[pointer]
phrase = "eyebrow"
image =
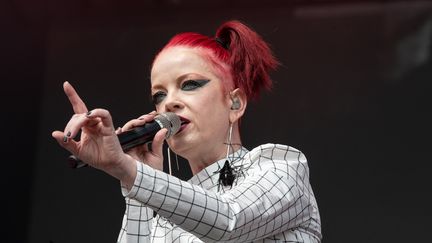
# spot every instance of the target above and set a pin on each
(178, 79)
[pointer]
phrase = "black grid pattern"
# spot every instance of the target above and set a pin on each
(270, 201)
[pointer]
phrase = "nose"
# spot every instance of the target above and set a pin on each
(173, 103)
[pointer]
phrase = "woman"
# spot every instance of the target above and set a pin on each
(235, 195)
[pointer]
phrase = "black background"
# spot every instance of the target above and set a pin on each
(353, 93)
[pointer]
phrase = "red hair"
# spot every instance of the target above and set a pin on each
(236, 46)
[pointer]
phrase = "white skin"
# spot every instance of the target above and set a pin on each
(201, 141)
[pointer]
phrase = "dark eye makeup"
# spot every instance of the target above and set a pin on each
(187, 85)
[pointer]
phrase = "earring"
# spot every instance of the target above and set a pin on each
(236, 104)
(169, 161)
(226, 174)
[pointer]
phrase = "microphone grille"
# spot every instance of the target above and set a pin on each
(170, 121)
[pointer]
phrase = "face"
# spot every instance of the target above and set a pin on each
(184, 82)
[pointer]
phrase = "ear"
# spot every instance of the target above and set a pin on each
(238, 104)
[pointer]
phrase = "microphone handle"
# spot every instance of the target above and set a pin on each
(129, 139)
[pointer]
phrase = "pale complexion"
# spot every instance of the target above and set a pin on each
(183, 82)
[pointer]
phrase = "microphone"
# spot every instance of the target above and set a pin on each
(140, 135)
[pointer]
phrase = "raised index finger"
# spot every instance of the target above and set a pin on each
(77, 104)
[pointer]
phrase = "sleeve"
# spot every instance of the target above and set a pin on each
(137, 219)
(275, 196)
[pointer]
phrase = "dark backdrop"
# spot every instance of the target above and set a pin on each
(352, 93)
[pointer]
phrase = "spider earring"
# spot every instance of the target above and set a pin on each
(226, 174)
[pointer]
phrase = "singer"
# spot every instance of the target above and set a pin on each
(235, 194)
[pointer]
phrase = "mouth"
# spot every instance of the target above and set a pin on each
(183, 124)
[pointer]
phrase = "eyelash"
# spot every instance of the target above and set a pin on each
(158, 96)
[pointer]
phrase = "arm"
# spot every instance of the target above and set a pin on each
(273, 198)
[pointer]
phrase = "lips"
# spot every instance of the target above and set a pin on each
(183, 124)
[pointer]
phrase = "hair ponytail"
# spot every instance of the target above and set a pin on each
(250, 57)
(235, 45)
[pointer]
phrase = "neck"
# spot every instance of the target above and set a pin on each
(201, 161)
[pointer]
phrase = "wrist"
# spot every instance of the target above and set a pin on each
(125, 171)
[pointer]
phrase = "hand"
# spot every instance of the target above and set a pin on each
(99, 146)
(151, 155)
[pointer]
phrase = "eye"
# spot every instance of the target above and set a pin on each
(158, 97)
(189, 85)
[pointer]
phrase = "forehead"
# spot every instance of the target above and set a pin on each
(177, 61)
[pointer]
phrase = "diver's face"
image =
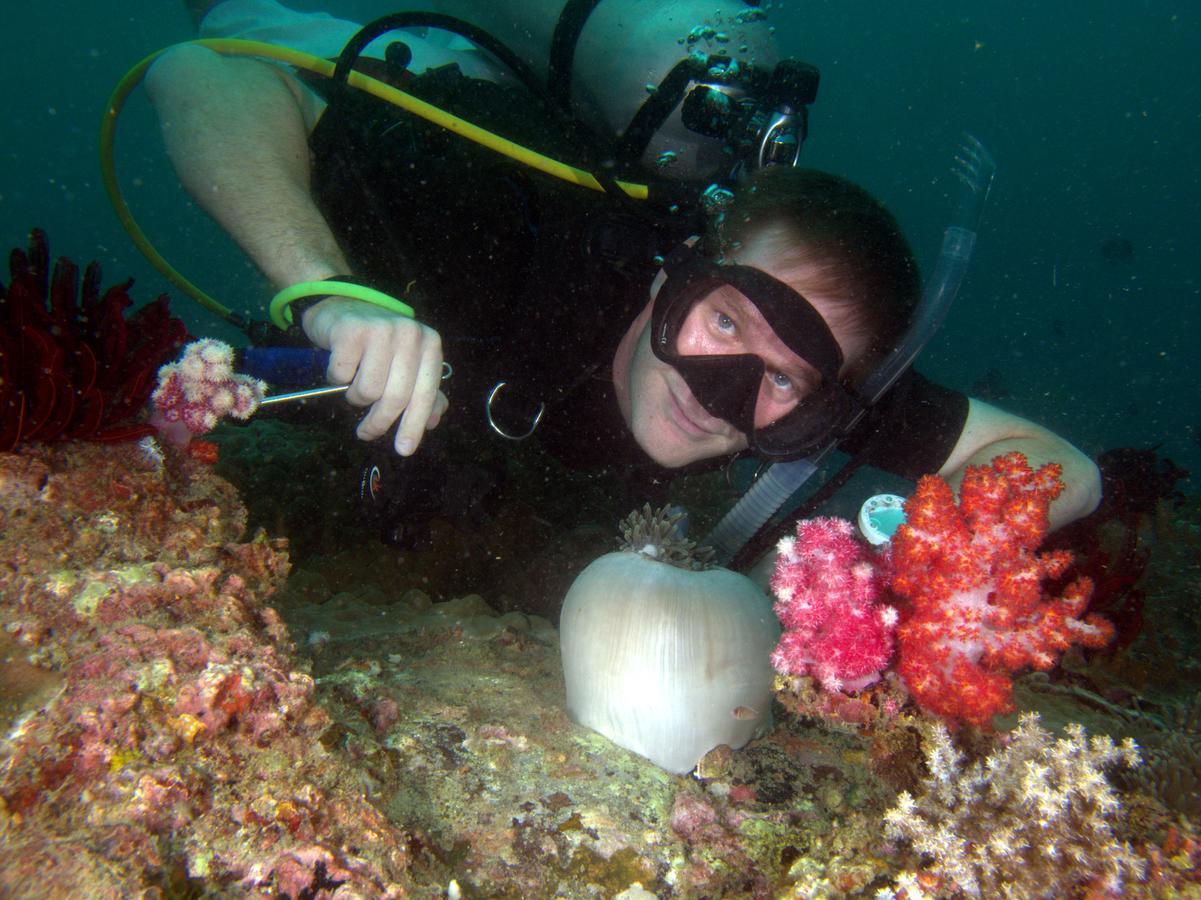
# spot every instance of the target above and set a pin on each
(664, 417)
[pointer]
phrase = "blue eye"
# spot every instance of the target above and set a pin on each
(780, 381)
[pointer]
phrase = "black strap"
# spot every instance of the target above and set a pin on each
(562, 51)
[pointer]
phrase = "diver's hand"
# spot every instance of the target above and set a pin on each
(392, 363)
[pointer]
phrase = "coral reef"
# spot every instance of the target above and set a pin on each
(71, 364)
(828, 600)
(977, 612)
(181, 746)
(1033, 820)
(162, 735)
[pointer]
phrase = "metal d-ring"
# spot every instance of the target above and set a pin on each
(501, 431)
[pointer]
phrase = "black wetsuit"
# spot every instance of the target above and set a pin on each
(531, 280)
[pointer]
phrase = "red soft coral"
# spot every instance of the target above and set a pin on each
(826, 590)
(71, 364)
(977, 609)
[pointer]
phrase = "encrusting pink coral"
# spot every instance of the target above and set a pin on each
(828, 594)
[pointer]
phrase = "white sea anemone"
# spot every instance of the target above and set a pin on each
(663, 656)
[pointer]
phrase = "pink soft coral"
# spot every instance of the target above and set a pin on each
(201, 388)
(828, 591)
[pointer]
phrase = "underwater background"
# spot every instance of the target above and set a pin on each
(1081, 310)
(216, 681)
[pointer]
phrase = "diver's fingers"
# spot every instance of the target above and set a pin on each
(374, 373)
(395, 393)
(440, 409)
(424, 400)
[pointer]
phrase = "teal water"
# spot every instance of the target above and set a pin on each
(1089, 109)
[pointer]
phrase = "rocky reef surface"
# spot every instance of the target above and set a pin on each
(180, 717)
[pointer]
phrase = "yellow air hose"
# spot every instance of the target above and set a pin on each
(323, 67)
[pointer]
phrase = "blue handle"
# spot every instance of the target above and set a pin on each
(285, 365)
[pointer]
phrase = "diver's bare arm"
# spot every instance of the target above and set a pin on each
(237, 132)
(990, 431)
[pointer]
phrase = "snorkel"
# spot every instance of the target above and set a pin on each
(974, 168)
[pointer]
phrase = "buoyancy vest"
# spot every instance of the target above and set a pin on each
(529, 280)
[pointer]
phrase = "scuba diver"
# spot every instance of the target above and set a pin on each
(739, 305)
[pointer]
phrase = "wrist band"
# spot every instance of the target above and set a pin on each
(281, 316)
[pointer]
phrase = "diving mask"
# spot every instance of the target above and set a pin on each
(727, 386)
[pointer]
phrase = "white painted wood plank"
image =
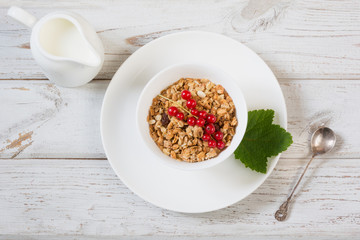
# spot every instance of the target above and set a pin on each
(298, 39)
(40, 120)
(51, 197)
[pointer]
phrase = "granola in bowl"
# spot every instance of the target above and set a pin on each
(182, 136)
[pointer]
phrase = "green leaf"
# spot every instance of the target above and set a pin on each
(262, 139)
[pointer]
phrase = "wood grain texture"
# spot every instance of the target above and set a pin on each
(298, 39)
(51, 197)
(56, 184)
(45, 121)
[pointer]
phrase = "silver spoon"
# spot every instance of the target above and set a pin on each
(322, 141)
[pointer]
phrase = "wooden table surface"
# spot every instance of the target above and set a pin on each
(55, 180)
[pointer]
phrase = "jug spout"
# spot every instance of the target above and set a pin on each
(22, 16)
(63, 38)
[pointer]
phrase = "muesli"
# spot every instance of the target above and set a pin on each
(192, 120)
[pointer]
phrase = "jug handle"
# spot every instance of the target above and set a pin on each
(22, 16)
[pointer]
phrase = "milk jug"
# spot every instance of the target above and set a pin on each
(65, 46)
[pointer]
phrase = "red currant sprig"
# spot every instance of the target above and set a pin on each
(199, 118)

» EXERCISE PROMPT:
Copy out each record shown above without alteration, skipping any picture.

» OUTPUT:
[pointer]
phrase = "eyebrow"
image =
# spot every instance of the target above and set a pin on each
(178, 79)
[pointer]
phrase = "black grid pattern"
# spot every instance of the target above and set a pin on each
(270, 201)
[pointer]
phrase = "nose"
# spot every instance of the target above and set a pin on each
(173, 103)
[pointer]
phrase = "woman"
# spot every instance of the target above and set a pin on each
(235, 195)
[pointer]
phrase = "black background"
# spot every instance of the target above and set a pin on each
(353, 93)
[pointer]
phrase = "red hair"
# spot every instance of the target above and set a pin on each
(236, 46)
[pointer]
phrase = "white skin"
# spot every instance of the target above and set a pin on each
(201, 141)
[pointer]
phrase = "dark eye makeup"
# spot every instance of the target above and set a pin on each
(187, 85)
[pointer]
phrase = "earring"
# spot every instance of the target above and set a pin on each
(236, 104)
(169, 161)
(226, 174)
[pointer]
phrase = "microphone grille"
# spot every instance of the target above and set a pin on each
(170, 121)
[pointer]
phrase = "face"
# spot every instance of the target above and set a pin on each
(184, 82)
[pointer]
phrase = "ear"
# spot every instance of the target above and set a pin on each
(238, 104)
[pointer]
phrase = "microphone handle"
# spot every instance of the target above and set a pin on each
(129, 139)
[pointer]
phrase = "pale complexion"
# spot every instance of the target above and set a pin on each
(183, 82)
[pointer]
phrase = "microphone"
# spot every instance of the target above and set a pin on each
(140, 135)
[pointer]
phrase = "raised index finger"
# spot every instance of the target above and set a pin on each
(77, 104)
[pointer]
phrase = "sleeve"
# spot every instance of the target above and set a pin on each
(137, 219)
(275, 196)
[pointer]
phrase = "dark backdrop"
# spot every instance of the target above and set a pin on each
(352, 93)
[pointer]
phrase = "spider earring"
# spot every instance of the target above and set a pin on each
(226, 174)
[pointer]
phrase = "singer"
# spot every instance of the target above and set a pin on each
(235, 194)
[pointer]
phrase = "mouth"
# spot every instance of the target above and set a pin on each
(183, 124)
[pointer]
phrase = "eyelash"
# spot every instance of the target above and set a pin on each
(158, 96)
[pointer]
phrase = "arm"
# spot every instance of the target above and set a pin on each
(273, 198)
[pointer]
phrase = "lips"
# spot every instance of the target above and set a pin on each
(183, 124)
[pointer]
phrase = "hair ponytail"
# spot every instance of the target above and set a pin on each
(250, 57)
(235, 45)
[pointer]
phrase = "neck"
# spot every instance of the target above and set a pin on each
(201, 161)
[pointer]
phrase = "wrist"
# spot every instance of the target above and set a pin on each
(125, 171)
[pointer]
phrase = "hand"
# spot every instance of the target above and set a pin on each
(99, 146)
(151, 155)
[pointer]
phrase = "eye"
# spot every instance of the target above and set a pin on each
(158, 97)
(189, 85)
[pointer]
phrase = "forehead"
# spot every instance of the target above and set a pin on each
(177, 61)
[pointer]
phrase = "diver's face"
image =
# spot every instance of the target above and set a pin on each
(664, 417)
[pointer]
phrase = "blue eye"
# spot every instance of the target above and set a pin on each
(780, 381)
[pointer]
phrase = "black strap"
# spot every instance of the target above and set a pin on each
(562, 51)
[pointer]
phrase = "diver's hand"
# spot every instance of the target above and set a pin on each
(392, 363)
[pointer]
phrase = "coral reef"
# spot every instance of the target above and set a pin on each
(71, 364)
(828, 600)
(977, 612)
(181, 746)
(1033, 820)
(162, 735)
[pointer]
phrase = "metal d-ring"
# spot every instance of the target above and set a pin on each
(501, 431)
[pointer]
phrase = "black wetsuit"
# spot every instance of the target above and set a pin on each
(531, 280)
[pointer]
phrase = "red soft coral"
# spot every instance of the target above and set a pin on each
(826, 590)
(71, 364)
(977, 609)
[pointer]
phrase = "encrusting pink coral"
# spot every instance of the target above and set a pin on each
(828, 594)
[pointer]
phrase = "white sea anemone"
# spot every instance of the target above and set a pin on each
(663, 656)
[pointer]
phrase = "pink soft coral"
# spot every instance of the target above and set a pin on each
(201, 388)
(828, 591)
[pointer]
phrase = "underwater background"
# spot every instance of the target above and set a pin on each
(1081, 310)
(216, 681)
[pointer]
phrase = "diver's fingers"
# spot every instance of the target above and set a pin on each
(374, 373)
(395, 393)
(440, 409)
(424, 400)
[pointer]
phrase = "teal water"
# spot every instance of the target above and set a pin on each
(1089, 109)
[pointer]
phrase = "rocky reef surface"
# spot every instance of the target above and set a pin on each
(180, 717)
[pointer]
phrase = "yellow air hose"
# spot every instance of the target above and set a pin on each
(323, 67)
[pointer]
phrase = "blue handle"
# spot every instance of the target above and set a pin on each
(285, 365)
[pointer]
phrase = "diver's bare arm"
# spot every instance of the target above and set a pin on each
(237, 132)
(990, 431)
[pointer]
phrase = "snorkel"
# spot every instance of the target above and set a pin on each
(974, 168)
[pointer]
phrase = "buoyancy vest"
# spot every instance of the target above and set a pin on each
(529, 280)
[pointer]
phrase = "scuba diver"
# spot every instance of the target above and set a pin on each
(739, 305)
[pointer]
phrase = "wrist band"
# spot every instance of the target above and set a pin on each
(281, 316)
[pointer]
phrase = "diving mask"
# spot every instance of the target above and set a pin on each
(727, 386)
[pointer]
phrase = "white painted wood plank"
image =
# spot every instance of the target above and set a pin on each
(298, 39)
(40, 120)
(51, 197)
[pointer]
phrase = "granola in bowl"
# spot every instance of the target above and set a pin on each
(182, 136)
[pointer]
phrase = "green leaf"
# spot every instance of the target above and set a pin on each
(262, 139)
[pointer]
phrase = "wood grain texture"
# spot every instance of the target above and set a pin on each
(298, 39)
(51, 197)
(56, 184)
(45, 121)
[pointer]
phrase = "silver spoon"
# spot every instance of the target above and set a pin on each
(322, 141)
[pointer]
phrase = "wooden table surface"
# spot every instance of the target above and set a pin on each
(55, 180)
[pointer]
phrase = "jug spout"
# spot every instance of the target above and set a pin on each
(22, 16)
(63, 38)
[pointer]
phrase = "muesli"
# spot every instance of the target above and set a pin on each
(192, 120)
[pointer]
phrase = "jug handle"
# spot every instance of the target above and set a pin on each
(22, 16)
[pointer]
phrase = "milk jug"
# spot every instance of the target above and set a pin on each
(65, 46)
[pointer]
phrase = "red currant sprig"
# spot every instance of the target above and set a pin on each
(199, 118)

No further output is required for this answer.